**Challenge:** Find each line in the material below that contains the word "instance", and copy those lines. Treat uppercase and lowercase as different.

**Exercise data:**
══════
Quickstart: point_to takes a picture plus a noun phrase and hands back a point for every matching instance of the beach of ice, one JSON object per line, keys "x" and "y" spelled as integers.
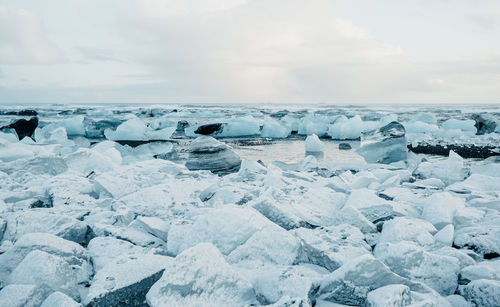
══════
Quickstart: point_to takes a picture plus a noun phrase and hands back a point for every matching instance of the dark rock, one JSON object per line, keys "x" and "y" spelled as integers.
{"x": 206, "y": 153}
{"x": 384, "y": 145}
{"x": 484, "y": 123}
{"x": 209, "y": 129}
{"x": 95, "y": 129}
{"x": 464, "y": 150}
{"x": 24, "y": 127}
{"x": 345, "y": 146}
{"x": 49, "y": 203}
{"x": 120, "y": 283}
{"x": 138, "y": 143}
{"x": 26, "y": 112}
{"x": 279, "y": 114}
══════
**Right answer:**
Quickstart: point_to takes a picture plus a noun phrase and hands back a point for every matching instance of the beach of ice, one JSON object per line, keys "x" and "y" spelled as integers.
Quickstart: point_to takes a picture plus a noun phrase and hands back a point for every matching instance of the dark rock, one JSON object per line, keys "x" and "y" spelled as integers.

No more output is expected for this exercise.